* _WORK TASK_
Look below for the line that contains "target | wooden picture frame", then copy it and each following line exactly, through and including the line that contains "task | one point per instance, each pair like [786, 296]".
-- GIVEN INFORMATION follows --
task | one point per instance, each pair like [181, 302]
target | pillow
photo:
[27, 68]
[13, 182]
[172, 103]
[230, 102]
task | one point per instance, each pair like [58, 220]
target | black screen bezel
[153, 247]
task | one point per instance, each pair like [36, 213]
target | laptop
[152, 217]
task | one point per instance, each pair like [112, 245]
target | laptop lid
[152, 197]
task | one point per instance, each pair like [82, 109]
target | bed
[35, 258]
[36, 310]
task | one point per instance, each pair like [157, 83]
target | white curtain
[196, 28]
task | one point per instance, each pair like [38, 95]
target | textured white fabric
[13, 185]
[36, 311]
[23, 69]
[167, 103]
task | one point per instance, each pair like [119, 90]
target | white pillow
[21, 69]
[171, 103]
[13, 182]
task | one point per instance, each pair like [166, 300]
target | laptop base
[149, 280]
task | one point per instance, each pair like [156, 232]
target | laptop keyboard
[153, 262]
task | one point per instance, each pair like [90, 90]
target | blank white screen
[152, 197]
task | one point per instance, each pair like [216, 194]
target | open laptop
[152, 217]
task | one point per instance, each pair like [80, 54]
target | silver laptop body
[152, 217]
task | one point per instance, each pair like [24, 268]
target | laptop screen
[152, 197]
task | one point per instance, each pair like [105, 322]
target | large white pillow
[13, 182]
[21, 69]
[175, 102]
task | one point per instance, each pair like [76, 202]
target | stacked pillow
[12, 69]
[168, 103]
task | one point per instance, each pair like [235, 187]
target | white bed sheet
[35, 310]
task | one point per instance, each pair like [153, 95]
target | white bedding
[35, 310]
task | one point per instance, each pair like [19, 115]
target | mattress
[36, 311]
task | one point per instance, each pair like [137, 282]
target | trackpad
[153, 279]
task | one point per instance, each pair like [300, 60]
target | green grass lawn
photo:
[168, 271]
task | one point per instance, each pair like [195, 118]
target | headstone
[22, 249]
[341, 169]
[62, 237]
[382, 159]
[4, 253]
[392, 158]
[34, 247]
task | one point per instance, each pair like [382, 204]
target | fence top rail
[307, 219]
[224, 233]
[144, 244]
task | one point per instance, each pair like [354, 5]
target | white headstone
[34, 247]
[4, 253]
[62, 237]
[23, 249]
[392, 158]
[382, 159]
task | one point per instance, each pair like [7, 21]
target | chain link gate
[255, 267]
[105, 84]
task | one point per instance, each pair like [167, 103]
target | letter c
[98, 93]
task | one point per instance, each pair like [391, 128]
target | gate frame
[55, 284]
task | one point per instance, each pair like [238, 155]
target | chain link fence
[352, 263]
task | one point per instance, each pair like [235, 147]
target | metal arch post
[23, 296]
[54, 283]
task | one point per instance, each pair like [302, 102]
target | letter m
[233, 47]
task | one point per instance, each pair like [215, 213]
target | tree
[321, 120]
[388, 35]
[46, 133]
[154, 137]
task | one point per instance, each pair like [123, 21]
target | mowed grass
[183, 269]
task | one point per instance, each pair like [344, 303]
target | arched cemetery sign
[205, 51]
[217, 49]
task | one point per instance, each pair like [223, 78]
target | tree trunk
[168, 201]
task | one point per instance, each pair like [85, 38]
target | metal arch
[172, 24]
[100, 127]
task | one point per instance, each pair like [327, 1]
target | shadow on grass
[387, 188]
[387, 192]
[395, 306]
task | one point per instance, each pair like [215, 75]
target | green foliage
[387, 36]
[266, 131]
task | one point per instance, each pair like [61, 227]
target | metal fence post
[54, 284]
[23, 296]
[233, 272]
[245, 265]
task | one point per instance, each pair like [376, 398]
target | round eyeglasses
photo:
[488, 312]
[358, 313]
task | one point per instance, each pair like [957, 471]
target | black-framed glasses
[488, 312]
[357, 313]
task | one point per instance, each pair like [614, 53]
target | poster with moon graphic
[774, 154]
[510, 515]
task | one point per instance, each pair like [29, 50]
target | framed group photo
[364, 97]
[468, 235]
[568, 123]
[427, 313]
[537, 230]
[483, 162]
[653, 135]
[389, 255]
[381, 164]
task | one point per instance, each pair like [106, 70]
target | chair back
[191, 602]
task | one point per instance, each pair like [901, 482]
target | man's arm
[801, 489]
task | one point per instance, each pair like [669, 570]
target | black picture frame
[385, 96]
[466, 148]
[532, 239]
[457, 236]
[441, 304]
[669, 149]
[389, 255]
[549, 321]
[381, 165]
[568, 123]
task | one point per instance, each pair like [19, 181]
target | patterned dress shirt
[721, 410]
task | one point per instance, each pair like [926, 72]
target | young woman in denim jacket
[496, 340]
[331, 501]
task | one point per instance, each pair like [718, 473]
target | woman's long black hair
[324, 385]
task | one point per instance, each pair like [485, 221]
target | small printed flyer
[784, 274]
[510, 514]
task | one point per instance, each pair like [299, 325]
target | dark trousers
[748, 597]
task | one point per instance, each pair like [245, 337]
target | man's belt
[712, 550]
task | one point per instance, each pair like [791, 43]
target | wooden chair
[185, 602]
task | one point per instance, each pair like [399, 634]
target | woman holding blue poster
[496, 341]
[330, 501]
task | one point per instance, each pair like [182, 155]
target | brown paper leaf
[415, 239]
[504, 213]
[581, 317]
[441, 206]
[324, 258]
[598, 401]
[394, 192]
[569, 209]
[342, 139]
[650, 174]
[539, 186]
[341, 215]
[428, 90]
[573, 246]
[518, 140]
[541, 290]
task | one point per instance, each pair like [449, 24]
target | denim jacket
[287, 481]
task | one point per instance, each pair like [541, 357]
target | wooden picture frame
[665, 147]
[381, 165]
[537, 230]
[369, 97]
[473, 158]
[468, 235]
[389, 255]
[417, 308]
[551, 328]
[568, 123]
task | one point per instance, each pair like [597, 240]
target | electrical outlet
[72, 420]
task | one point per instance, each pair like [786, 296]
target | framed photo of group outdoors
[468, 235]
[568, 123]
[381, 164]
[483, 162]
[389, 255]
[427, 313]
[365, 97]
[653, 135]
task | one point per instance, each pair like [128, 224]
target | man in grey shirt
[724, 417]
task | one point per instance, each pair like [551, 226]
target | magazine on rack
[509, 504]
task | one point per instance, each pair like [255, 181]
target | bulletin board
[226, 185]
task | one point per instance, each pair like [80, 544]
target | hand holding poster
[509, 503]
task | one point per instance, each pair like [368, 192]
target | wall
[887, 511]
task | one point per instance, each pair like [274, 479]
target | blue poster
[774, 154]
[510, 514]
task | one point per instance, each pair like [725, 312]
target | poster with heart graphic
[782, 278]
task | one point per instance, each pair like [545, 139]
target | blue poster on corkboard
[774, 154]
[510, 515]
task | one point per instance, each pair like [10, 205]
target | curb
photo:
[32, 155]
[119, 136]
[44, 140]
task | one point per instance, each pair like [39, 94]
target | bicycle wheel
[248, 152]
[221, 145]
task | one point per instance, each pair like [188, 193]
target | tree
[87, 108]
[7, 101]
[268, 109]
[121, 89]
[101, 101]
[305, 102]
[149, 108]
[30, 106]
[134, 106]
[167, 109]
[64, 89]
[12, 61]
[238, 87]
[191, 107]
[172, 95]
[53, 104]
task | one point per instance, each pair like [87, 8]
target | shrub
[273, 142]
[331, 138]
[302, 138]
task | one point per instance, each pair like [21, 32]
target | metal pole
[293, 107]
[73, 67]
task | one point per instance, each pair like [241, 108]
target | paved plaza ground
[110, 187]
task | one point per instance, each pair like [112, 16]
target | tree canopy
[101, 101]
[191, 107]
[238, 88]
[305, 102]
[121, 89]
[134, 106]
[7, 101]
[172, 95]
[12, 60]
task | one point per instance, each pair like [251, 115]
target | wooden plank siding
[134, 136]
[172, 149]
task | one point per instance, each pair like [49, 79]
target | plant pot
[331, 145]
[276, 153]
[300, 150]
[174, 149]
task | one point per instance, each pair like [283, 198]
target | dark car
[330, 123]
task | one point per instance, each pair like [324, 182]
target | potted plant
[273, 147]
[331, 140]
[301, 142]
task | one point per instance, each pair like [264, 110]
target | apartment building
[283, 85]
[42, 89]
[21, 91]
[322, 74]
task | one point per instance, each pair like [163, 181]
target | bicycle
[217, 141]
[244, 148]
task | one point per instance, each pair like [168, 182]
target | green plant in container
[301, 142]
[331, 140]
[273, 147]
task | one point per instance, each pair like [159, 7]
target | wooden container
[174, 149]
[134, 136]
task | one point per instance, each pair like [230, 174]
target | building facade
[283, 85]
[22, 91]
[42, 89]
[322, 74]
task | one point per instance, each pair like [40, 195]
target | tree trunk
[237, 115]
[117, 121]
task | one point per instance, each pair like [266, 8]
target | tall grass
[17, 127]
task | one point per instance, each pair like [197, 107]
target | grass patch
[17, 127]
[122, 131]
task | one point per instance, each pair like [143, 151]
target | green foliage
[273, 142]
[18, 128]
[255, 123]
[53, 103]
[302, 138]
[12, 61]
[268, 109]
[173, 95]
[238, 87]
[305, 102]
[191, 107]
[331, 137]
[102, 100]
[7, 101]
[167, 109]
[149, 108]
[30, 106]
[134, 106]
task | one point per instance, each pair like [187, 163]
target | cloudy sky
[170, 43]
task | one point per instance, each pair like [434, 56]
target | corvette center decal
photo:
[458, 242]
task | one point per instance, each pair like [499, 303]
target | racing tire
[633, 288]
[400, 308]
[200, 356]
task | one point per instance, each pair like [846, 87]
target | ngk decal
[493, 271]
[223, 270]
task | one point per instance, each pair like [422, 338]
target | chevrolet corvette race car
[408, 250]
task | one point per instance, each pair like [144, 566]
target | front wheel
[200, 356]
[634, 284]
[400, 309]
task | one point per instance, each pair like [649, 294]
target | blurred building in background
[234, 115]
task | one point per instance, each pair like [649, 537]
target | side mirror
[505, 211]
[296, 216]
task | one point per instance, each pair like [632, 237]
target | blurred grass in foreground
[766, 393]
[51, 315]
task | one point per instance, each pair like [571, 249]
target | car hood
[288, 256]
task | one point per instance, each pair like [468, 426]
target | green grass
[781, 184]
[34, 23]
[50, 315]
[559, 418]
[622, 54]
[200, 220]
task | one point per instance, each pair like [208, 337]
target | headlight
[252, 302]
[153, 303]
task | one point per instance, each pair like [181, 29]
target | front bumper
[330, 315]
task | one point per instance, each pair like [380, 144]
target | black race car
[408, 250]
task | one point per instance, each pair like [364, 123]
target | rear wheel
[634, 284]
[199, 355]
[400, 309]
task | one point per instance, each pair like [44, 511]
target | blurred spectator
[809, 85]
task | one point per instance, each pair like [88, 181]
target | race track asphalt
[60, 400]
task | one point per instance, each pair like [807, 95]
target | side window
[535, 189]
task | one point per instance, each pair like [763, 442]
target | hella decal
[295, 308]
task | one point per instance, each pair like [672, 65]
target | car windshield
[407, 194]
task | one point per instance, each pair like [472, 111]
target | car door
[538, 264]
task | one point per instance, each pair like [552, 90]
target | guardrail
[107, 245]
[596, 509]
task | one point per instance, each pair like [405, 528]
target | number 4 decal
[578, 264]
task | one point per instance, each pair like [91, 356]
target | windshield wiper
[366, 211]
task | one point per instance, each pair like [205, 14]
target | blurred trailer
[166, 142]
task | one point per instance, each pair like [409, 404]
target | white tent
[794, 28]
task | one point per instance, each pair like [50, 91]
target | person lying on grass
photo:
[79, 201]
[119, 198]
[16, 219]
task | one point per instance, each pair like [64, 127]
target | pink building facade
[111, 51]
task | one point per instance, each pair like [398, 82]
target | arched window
-- GIVEN INFORMATION concluded --
* _THE COMPLETED TASK_
target | wooden picture frame
[665, 147]
[381, 165]
[537, 230]
[369, 97]
[473, 158]
[468, 235]
[389, 255]
[417, 308]
[551, 328]
[568, 123]
task | one point per instance, each pair like [597, 240]
target | electrical outlet
[72, 420]
task | one point per instance, each pair like [786, 296]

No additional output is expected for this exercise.